The motorists’ lot . . .
At this time of the Budget blues and an approaching General Election, one thinks of the motorists’ lot, wondering whether it is any happier, if indeed as happy, as the old-time policeman’s lot was alleged to have been. In fact, it is all motor-vehicle users the Chancellor of the Exchequer should be thinking about sympathetically at this time, because an increase in the already savage taxation demanded from this vast section of the community increases the cost-of-living for everyone in the country, every man, woman or child, be they employed, unemployed or OAP, paying more.
Thus, although those who motor for pleasure would welcome a tax-reduction, both on their vehicles and on fuel (particularly those using historic vehicles for very brief periods, but being forced to tax them for a minimum of one month’s use of the roads) the issue has a far more vital bearing on the national economy. It was with this in mind that the Royal Automobile Club made its appeal to Sir Geoffrey Howe for some reduction in motor-taxation, appealing to the Government, in fact, to “Ease the Squeeze”. To this important end it sent out a petition for those who agreed, to sign and forward to their MPs.
Naturally, we did this, asking also for comments we could quote, only to receive the following very disappointing reply:
“From Tom Hooson, MP (Brecon and Radnor), House of Commons, London. Dear Mr. Boddy, I have received the RAC leaflet you sent me. It is based on an unrealistic assumption of ‘a pre-Election Tax Bonanza’. You will not expect me to comment on unrealistic material of this type. I cannot understand why the RAC spends my money and yours on such mailings. More of us should go to its AGM to end this sort of waste.”

WORK INSTRUCTIONS.
A: Reproduce the motor-taxation passage from "Thus, although those" to "to their MPs.", swapping "petition" for "circular".
B: Carry on the motor-taxation passage past its final sentence.

DATASET RECORDS.

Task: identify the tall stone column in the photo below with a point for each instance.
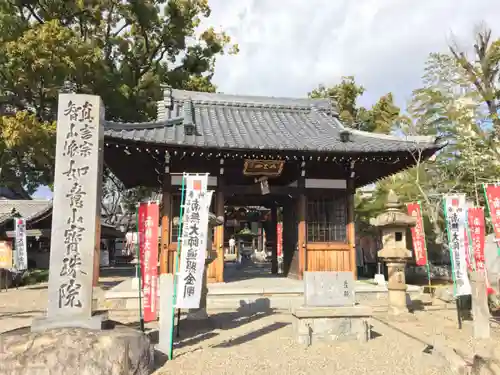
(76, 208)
--
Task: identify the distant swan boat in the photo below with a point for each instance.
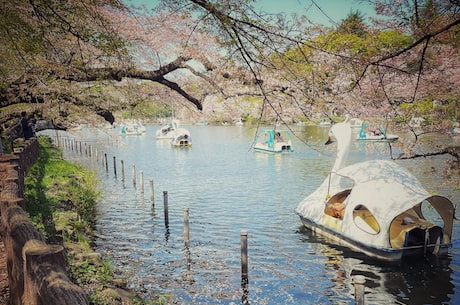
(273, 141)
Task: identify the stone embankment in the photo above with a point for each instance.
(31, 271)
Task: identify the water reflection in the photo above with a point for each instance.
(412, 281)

ANSWERS TO THE TASKS.
A:
Thus, although those who motor for pleasure would welcome a tax-reduction, both on their vehicles and on fuel (particularly those using historic vehicles for very brief periods, but being forced to tax them for a minimum of one month’s use of the roads) the issue has a far more vital bearing on the national economy. It was with this in mind that the Royal Automobile Club made its appeal to Sir Geoffrey Howe for some reduction in motor-taxation, appealing to the Government, in fact, to “Ease the Squeeze”. To this important end it sent out a circular for those who agreed, to sign and forward to their MPs.

B:
It may be a brave man who takes on the influential RAC, as Tom Hooson is pleased to do, but his reply shows, very clearly, that he, representing the Conservative and Unionist Party, is indifferent to the way motor-vehicle users are taxed. It might have been expected that an MP thr a rural area, where private cars are essential for transport, not pleasure, purposes, might have shown at least a glimmer of interest in the RAC’s petition, even if he had to explain why no financial relief would be possible for this hard-done-by section of the community at this time. Instead, Mr. Hooson mounts an attack on the experienced RAC, although wide of the mark in assuming that it has wasted the Editor’s money, as W.B. is not an RAC member . . .
Having thus been informed that the RAC was basing its appeal on “an unrealistic assumption and was wasting its members’ money”, we put this point to the RAC. The RAC has replied that it based its appeal for lower vehicle taxation on the many suggestions made in the National Press that the Chancellor of the Exchequer was likely to have available £2,000,000,000 to £3,000,000,000 for the purpose of taxation reductions and that in such circumstances it was anxious that everything possible should be done to demonstrate that motorists expect to obtain a fair share of any tax reductions, and, moreover, that they would object strongly to any tax increases which could still be included in the Budget Statement if other tax reductions might be announced. Quite right and proper, in our opinion, and presumably so say all of you . . . Since then £1-million has apparently been lost due to the drop in the price of North-Sea oil, but plenty remains! That an MP, with an Election in the offing, can brush off vehicle-users’ interests so glibly, blunting the RAC for wasting a little of its vast resources in trying to put over the motorists’ viewpoint, suggests a most unfortunate lack of interest in this very important and considerable section of the voting public, on the part of the Conservative Party, assuming its representatives to speak for it.
Feeling that he had been taken for a ride over this MP’s response (although the only waste was a 12½p stamp!) the Editor asked the Conservative Research Department for its feelings about vehicle-users and taxation, but Smith Square exhibited equal disinterest, referring him back to Tom Hoosen!
All we could do after this was to wait and see what was in store for motorists in the Budget. There are usually disappointments relating to politicians’ promises and Howe offered the excuse of less to give his tax-payers because of the uncertainty of World oil-prices, just prior to his Budget.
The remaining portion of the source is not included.